Texto:
━━━━━━

Nos últimos meses multiplicaram-se debates entres gurus da diplomacia ocidental, mas também entre fontes chinesas, sobre as dificuldades que Xi Jinping enfrentaria no caminho das pedras para um quarto mandato. No fundo, a dúvida, que é metódica, repete-se ao longo dos séculos e tem sempre base em crises económicas – nesta altura acentuada pela bolha imobiliária – e nos bloqueios à globalização da economia chinesa –-neste caso por força da aliança sino-soviética e no cimento dos blocos de uma nova guerra fria. Esse debate, que faz todo o sentido teórico; é aliás estimulante. Mas os factos são o que são; e um debate que atropele o que está à vista mais não serve do que para iludir quem pensa sem ver; ou quem gosta de ver sem pensar. De facto, o que se viu nos últimos dias foram chefias militares a rolar e altos postos a cair, no Governo e no partido, numa demonstração da força de Xi que abre caminho à sua marcha, ainda longa, com meta no quarto mandato.
A política chinesa é feita de muitas sombras, muitos códigos difíceis descodificar; mas sabe-se, sem sombra de dúvida, que foi Xi Jinping a comandar a discussão do 15.º Plano Quinquenal, pese o longo processo de afinação e consultas – que o Partido Comunista descreve como prova de democracia. E foi ele que, mais uma vez, dirigiu a chamada renovação de quadros, na narrativa da modernização do partido, do Governo, e do país – e do castigo contra a corrupção como pedra filosofal da segurança nacional. Faltam ainda quase dois anos para a próxima decisão Presidencial, mas no próximo verão as espingardas estarão todas contadas, porque o grande petroleiro não muda de timoneiro de um dia para o outro. O que se passou agora em Pequim parece tão claro como pode ser claro o que se passa em Pequim.

━━━━━━

Excertos das entradas:
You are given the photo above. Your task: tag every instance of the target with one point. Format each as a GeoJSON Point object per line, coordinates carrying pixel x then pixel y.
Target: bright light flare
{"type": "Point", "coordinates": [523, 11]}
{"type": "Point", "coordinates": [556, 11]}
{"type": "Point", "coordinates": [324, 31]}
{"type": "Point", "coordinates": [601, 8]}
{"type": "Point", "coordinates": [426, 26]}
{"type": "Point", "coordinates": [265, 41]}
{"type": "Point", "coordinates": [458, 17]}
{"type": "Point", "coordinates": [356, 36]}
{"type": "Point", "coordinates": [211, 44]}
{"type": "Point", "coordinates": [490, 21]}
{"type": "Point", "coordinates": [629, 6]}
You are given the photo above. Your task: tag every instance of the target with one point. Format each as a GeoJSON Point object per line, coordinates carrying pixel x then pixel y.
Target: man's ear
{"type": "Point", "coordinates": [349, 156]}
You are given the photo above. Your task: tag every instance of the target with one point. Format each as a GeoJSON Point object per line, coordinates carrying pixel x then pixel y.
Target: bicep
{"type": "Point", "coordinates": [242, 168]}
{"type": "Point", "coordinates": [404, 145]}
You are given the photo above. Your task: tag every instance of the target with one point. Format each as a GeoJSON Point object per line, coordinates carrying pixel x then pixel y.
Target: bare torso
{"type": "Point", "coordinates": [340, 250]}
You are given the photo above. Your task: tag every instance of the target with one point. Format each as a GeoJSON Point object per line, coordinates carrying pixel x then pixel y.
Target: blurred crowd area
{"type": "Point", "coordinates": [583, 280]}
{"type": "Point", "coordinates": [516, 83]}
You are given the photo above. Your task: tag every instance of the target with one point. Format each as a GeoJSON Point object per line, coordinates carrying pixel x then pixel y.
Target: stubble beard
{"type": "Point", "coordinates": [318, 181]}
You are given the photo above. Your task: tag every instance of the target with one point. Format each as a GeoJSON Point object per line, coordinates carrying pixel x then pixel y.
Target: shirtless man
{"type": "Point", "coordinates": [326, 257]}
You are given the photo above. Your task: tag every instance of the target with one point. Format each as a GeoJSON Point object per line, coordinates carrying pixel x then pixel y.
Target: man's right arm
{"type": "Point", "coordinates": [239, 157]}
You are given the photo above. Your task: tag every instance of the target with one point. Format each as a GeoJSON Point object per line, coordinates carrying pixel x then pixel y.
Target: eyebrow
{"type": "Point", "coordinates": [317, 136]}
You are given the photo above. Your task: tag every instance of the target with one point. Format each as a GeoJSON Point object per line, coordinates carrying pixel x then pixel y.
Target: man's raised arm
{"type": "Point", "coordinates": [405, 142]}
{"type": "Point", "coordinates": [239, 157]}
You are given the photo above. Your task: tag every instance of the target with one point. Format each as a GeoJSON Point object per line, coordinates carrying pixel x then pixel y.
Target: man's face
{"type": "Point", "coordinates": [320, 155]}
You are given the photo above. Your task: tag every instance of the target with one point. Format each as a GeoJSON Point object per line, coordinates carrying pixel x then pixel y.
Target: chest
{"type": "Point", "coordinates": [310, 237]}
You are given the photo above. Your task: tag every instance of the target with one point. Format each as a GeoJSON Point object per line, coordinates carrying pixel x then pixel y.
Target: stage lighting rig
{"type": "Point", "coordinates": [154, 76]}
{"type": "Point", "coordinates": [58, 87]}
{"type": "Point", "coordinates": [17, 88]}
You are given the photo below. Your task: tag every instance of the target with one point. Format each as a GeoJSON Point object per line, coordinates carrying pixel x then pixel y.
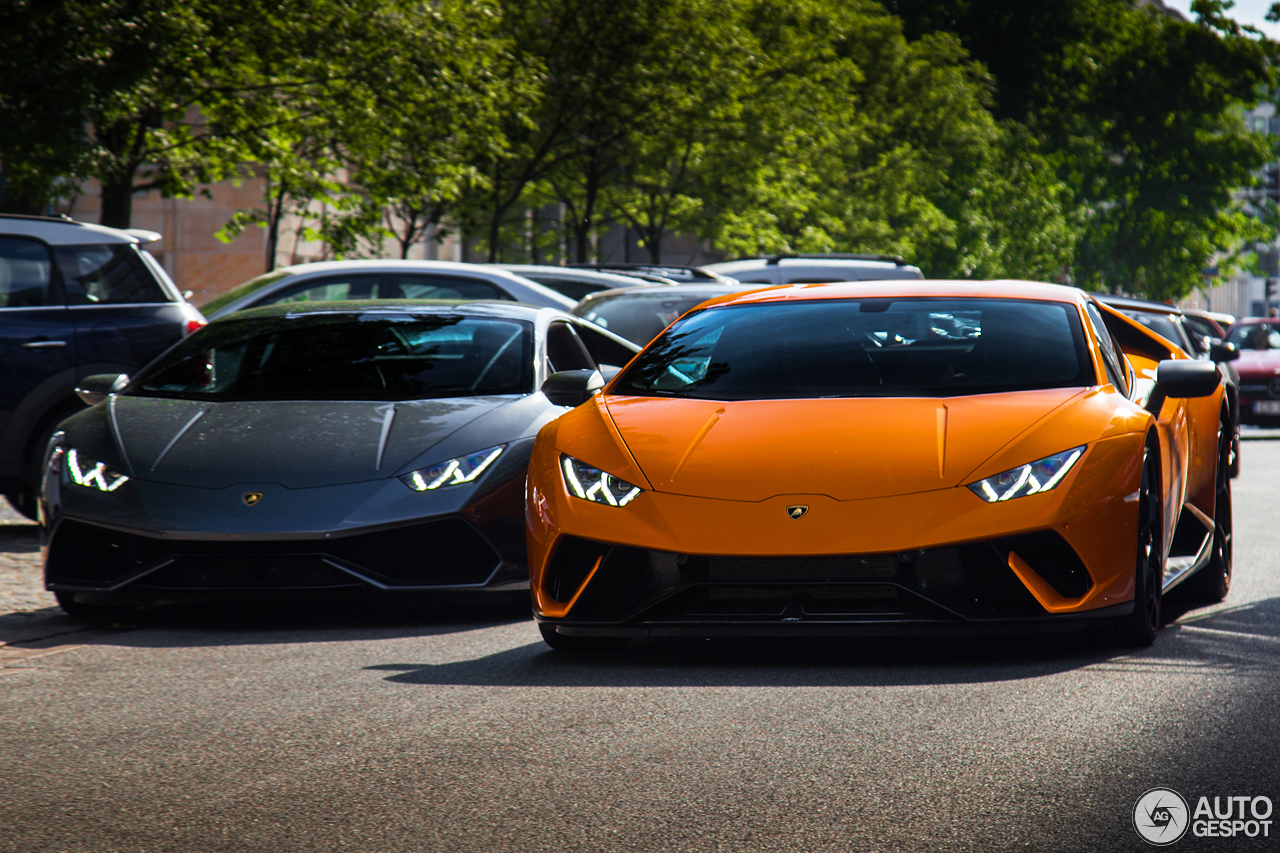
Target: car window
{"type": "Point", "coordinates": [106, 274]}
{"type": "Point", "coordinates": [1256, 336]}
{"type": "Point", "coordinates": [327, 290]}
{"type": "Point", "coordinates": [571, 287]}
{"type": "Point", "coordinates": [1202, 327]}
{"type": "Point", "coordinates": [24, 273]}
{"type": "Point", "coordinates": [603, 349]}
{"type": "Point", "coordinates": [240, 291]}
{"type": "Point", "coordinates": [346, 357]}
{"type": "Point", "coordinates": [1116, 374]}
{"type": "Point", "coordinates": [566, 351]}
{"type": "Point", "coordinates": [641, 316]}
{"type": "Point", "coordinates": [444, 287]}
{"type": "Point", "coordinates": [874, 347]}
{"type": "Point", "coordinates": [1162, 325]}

━━━━━━

Tarefas:
1 – Reproduza, por favor, o trecho do texto sobre Xi Jinping que vai de "A política chinesa" até "passa em Pequim.", inclusive.
2 – Indique se cada afirmação concorda com o texto sobre Xi Jinping, respondendo sim ou não e citando as palavras do texto que o decidem: (a) Xi Jinping comandou a discussão do 15.º Plano Quinquenal; (b) a próxima decisão presidencial acontece no próximo verão; (c) o Partido Comunista apresenta o processo de afinação e consultas como prova de democracia.

Soluções:
1 –
A política chinesa é feita de muitas sombras, muitos códigos difíceis descodificar; mas sabe-se, sem sombra de dúvida, que foi Xi Jinping a comandar a discussão do 15.º Plano Quinquenal, pese o longo processo de afinação e consultas – que o Partido Comunista descreve como prova de democracia. E foi ele que, mais uma vez, dirigiu a chamada renovação de quadros, na narrativa da modernização do partido, do Governo, e do país – e do castigo contra a corrupção como pedra filosofal da segurança nacional. Faltam ainda quase dois anos para a próxima decisão Presidencial, mas no próximo verão as espingardas estarão todas contadas, porque o grande petroleiro não muda de timoneiro de um dia para o outro. O que se passou agora em Pequim parece tão claro como pode ser claro o que se passa em Pequim.

2 –
(a) Sim: "foi Xi Jinping a comandar a discussão do 15.º Plano Quinquenal".
(b) Não: "Faltam ainda quase dois anos para a próxima decisão Presidencial".
(c) Sim: "que o Partido Comunista descreve como prova de democracia".